## EXCERPT PROVIDED
_ _ _ _ _

But I think it is important to note that they exist in part because it means this is not a everyone at the time thought it was fine.
No, a lot of elected leaders in England at the time were like, it's bad what we're doing.
Right, right.
We're committing crimes against humanity.
We ought to stop.
And that's important.
It's the same thing as like there were founding fathers who were abolitionists and recognized that slavery was a tremendous evil.
And unlike Thomas Jefferson, didn't own slaves while talking about slavery as an evil.
Guys like Thomas Paine.
And I think you need to highlight those folks because it makes it clear how immoral everyone else was.
Right.
Yeah.
Good to know.
Good to know.
So after this quick, brutal little war, Keppel sailed on.
And another company vessel entered into the area soon after his departure.
And in a very, another wildly lucky strike for James Brooke, this next company ship that sails into Sarawak strikes a rock and capsizes.
Now, the crew and captain are rescued, and James gets to take them into his care in his capital while he waits for company reinforcements.
And the company sends an entire fleet of ships to pick up these guys.
And this is really lucky for James because for all of the locals know, four massive warships sail into Borneo.
And as far as they know, he has some power over these ships.
They're not like, he doesn't make it clear to the locals like they're just here to pick up a crew of a boat that sunk.
Like it looks like, oh, look, now there's a whole fleet of military ships at his beck and call.
So James takes advantage of the opportunity and he convinces all of these company warships to sail with him to Brunei, which is the capital of the region where the Sultan lives.
And he goes ashore to meet again with the Sultan and ask him for an official declaration confirming his appointment as governor of Sarawak and now granting him the powers of governor, not just to him, but to his pairs, his heirs on into perpetuity, right?
Wow.
So this new declaration also guaranteed in writing that the Sultan could not dismiss him from his throne for any reason.
This is a bad deal for the Sultan, but the Sultan signs.
You want to guess why he signs?
Because there's massive warships pointed at the capital.
Yeah, and he literally, James has these four warships train dozens of cannons on the sultan's home.
It is not subtle.
This guy, like, well, he's presented with this offer and he looks out of his window and there are dozens of massive artillery guns pointed at his house.
Yeah, and Sultan had no...
There you go.
This guy, again, blitzing at every play.
This is, this is, by this time, it's working.
Yeah.
I am not, again, the Sultan's a bad person, too, as pretty much all Sultans in history have been.
But you can't consent when someone's pointing dozens of cannons at your home.
I think it's fair to say that is not like free consent, you know?
This is basically armed robbery.
That's how he gets Sarawak.
This is a mugging, you know?
So lucky, this guy.
Yeah.
Yeah.
Very fortunate.
Yeah.
So the Sultan signs this declaration.
And yeah, one historian, Stephen Luscombe, states that Brooke, quote, gave the distinct impression that he could seize the entire kingdom for himself if he was so disposed to do so.

_ _ _ _ _

## PROVIDED INFORMATION
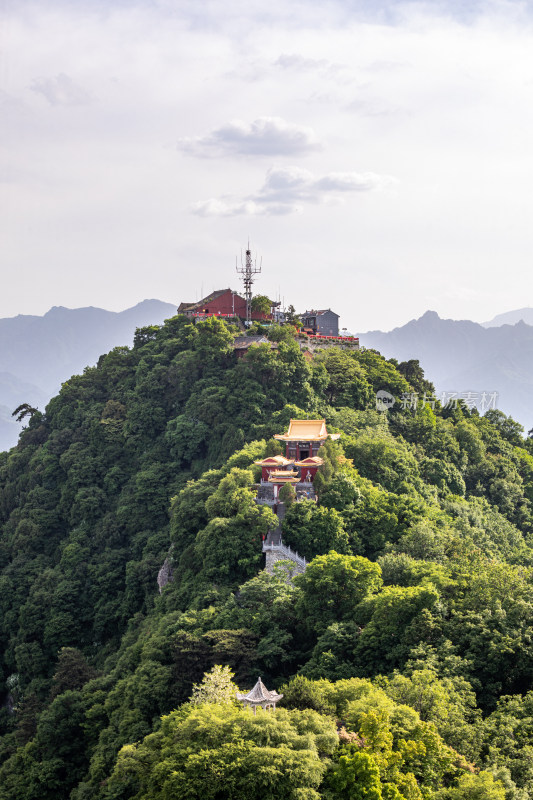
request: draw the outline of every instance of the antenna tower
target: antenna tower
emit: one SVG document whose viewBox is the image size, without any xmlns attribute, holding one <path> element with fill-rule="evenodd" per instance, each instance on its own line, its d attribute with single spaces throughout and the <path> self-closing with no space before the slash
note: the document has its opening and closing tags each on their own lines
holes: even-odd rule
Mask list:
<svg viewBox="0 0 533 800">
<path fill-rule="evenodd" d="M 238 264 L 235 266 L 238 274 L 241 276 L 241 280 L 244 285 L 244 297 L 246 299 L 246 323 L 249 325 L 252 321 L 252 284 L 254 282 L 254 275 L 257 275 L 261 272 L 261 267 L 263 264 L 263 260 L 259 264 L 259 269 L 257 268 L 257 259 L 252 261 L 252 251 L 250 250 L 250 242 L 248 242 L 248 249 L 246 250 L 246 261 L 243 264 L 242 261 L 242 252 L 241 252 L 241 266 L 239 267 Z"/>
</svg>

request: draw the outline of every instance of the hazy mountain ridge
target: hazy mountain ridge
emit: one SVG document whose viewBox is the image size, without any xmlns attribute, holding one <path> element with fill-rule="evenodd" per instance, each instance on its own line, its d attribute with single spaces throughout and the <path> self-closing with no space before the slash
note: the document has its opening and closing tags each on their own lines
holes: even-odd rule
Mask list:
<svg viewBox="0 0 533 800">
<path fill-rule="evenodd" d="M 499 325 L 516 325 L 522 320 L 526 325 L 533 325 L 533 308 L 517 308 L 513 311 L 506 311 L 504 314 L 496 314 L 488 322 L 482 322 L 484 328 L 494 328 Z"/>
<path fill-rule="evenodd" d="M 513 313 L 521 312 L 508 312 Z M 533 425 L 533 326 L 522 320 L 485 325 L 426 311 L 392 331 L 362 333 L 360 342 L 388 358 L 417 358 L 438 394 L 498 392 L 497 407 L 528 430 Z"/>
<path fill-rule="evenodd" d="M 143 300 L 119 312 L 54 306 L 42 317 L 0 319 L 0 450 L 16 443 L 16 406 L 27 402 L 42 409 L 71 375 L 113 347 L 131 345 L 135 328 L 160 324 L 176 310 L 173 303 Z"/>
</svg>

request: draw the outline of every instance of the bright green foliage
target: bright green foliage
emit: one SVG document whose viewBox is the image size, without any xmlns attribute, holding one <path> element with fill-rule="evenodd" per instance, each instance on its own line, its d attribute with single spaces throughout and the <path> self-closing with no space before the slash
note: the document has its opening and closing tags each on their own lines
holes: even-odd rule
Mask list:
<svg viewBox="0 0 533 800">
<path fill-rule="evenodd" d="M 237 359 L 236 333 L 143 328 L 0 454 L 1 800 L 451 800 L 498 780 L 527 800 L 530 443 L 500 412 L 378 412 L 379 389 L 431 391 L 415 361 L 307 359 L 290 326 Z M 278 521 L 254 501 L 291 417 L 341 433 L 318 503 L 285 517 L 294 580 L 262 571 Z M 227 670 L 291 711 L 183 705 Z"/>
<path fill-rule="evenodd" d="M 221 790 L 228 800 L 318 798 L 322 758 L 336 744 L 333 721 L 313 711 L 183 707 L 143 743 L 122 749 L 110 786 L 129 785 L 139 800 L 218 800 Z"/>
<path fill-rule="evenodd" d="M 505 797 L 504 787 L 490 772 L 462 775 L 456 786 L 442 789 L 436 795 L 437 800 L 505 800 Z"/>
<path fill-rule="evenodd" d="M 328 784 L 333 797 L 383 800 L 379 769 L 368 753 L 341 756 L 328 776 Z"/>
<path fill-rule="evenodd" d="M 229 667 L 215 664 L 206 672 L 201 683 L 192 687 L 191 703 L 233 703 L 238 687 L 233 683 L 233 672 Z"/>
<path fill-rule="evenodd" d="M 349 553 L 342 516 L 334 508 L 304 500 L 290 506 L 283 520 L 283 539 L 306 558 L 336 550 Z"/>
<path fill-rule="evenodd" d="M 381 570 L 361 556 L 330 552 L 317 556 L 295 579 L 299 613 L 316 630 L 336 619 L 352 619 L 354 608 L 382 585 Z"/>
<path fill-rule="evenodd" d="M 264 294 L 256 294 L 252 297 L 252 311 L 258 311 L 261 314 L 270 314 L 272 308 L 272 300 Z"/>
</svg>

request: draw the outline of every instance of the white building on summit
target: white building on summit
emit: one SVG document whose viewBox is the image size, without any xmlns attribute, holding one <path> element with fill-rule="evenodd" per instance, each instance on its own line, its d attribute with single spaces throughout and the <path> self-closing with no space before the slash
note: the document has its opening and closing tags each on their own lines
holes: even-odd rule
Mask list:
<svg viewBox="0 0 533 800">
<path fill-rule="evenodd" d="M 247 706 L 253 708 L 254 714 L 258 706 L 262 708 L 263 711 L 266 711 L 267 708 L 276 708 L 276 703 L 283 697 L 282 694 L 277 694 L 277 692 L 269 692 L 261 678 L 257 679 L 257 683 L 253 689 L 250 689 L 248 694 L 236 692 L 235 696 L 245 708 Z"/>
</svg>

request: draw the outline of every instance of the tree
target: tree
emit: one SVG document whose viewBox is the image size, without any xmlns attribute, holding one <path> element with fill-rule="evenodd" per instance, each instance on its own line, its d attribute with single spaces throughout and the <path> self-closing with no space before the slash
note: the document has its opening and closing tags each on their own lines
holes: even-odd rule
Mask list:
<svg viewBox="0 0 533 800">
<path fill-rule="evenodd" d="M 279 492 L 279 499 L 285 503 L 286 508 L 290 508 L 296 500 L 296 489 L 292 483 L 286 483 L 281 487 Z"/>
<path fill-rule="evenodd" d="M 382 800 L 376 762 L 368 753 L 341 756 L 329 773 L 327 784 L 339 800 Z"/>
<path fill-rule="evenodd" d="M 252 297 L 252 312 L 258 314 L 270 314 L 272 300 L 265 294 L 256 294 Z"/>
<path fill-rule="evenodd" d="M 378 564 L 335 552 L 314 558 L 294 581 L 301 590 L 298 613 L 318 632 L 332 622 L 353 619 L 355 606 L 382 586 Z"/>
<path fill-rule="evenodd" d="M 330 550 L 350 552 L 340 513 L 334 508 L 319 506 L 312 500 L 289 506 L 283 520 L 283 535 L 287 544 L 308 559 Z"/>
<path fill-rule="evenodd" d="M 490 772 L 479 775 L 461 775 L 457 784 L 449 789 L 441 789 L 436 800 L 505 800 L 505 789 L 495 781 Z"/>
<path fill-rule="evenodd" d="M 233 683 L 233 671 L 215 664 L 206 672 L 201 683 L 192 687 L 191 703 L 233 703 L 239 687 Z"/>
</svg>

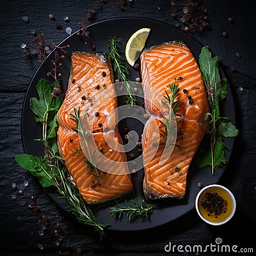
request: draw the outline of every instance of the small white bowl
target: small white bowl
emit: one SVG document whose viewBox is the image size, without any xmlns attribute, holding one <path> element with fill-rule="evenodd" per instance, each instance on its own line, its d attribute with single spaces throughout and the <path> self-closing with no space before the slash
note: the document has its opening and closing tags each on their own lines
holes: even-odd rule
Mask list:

_ _ _ _ _

## DIRECTIONS
1. Answer these from the excerpt about James Brooke:
(a) How many warships sail into Borneo?
(b) Which place is named as the capital of the region where the Sultan lives?
(c) Which historian is quoted at the end?
2. In the rows, retype the lines between the one holding "request: draw the outline of every instance of the white" and the one holding "target: white building on summit", inclusive.
The excerpt about James Brooke and the rows have nothing to do with each other.

## RESPONSE LIST
1.
(a) Four.
(b) Brunei.
(c) Stephen Luscombe.

2.
request: draw the outline of every instance of the white building on summit
target: white building on summit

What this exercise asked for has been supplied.